WORK TO BE COMPLETED: From the line with "[indicate] the red jumpsuit" through the final line, please write out the listing exactly, including both of those lines.

───── MATERIAL FOR THIS EXERCISE

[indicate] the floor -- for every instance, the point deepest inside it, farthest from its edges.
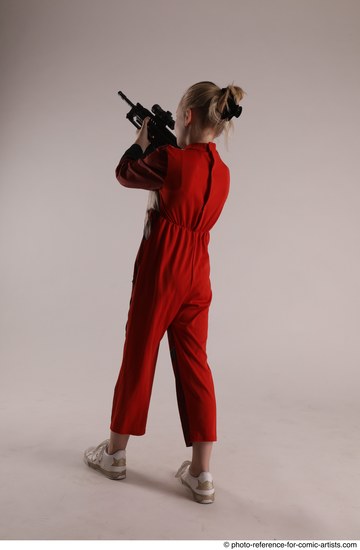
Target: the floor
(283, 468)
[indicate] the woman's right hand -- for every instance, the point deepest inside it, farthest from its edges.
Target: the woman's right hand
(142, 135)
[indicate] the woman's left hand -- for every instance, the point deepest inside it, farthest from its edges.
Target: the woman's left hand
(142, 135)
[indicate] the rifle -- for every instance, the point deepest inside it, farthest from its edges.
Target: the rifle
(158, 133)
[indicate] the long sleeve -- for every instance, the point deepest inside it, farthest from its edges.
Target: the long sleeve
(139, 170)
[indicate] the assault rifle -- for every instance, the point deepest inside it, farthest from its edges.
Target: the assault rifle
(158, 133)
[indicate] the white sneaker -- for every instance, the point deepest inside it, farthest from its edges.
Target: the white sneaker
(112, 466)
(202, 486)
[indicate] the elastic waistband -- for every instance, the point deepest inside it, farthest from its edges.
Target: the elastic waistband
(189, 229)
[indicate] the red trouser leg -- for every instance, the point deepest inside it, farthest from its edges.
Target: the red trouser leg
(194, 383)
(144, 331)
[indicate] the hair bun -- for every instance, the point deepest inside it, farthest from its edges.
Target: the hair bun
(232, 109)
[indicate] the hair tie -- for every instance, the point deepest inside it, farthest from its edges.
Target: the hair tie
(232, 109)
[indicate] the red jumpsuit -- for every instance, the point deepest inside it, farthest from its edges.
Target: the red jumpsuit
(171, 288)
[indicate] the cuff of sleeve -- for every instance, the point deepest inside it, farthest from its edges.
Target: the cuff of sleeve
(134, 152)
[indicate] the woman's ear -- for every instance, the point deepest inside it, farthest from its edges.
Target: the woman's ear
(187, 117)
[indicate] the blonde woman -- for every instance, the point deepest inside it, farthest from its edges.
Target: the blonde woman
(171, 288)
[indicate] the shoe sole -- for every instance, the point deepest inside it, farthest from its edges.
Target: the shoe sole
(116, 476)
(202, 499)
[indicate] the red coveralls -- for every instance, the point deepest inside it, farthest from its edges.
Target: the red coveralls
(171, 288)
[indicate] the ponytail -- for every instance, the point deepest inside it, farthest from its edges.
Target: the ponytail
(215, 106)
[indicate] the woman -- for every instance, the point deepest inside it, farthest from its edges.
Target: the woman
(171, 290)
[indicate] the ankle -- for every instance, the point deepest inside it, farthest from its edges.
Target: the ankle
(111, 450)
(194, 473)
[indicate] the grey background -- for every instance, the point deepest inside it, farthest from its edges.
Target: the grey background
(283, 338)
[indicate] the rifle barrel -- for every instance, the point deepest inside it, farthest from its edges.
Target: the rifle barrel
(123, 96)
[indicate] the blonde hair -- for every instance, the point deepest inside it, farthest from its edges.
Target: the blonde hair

──────────

CORRECT ANSWER:
[indicate] the red jumpsuit -- for every instance, the point deepest inside it, farthest from its edges.
Target: the red jumpsuit
(171, 288)
[indicate] the cuff of sleeve -- for every instance, the point deepest inside it, farthest from its edges.
Target: the cuff of sleeve
(134, 152)
[indicate] the woman's ear -- for every instance, the point deepest inside it, farthest from its edges.
Target: the woman's ear
(187, 117)
[indicate] the blonde woman -- for every instance, the point deepest inside it, farthest from its edges.
Target: the blonde woman
(171, 288)
[indicate] the shoe sole -- for every instance, the point deepest inside it, farthest from its edges.
Target: the shoe sole
(116, 476)
(202, 499)
[indicate] the red coveralls -- for every instance, the point deepest inside it, farthest from its edges.
Target: the red coveralls
(171, 288)
[indicate] the ponytail -- for every instance, the point deepest inside it, farthest from its edges.
Target: the ponytail
(215, 106)
[indicate] the woman -- for every instance, the point deepest inside it, farthest from its edges.
Target: the woman
(171, 290)
[indicate] the ankle -- for every instance, the point deepest inside it, farthest from its edges.
Target: the ankle
(111, 450)
(194, 473)
[indicate] the grey background -- for every instance, the point deepest inside it, farthest from its edges.
Target: the grey background
(283, 338)
[indicate] the rifle barrel -- for every instance, the point deepest inside it, farthest from its edges.
Target: the rifle barrel
(123, 96)
[indicate] the blonde hair -- for every instance, the point deepest inside it, farthest from its edges.
Target: the blonde hair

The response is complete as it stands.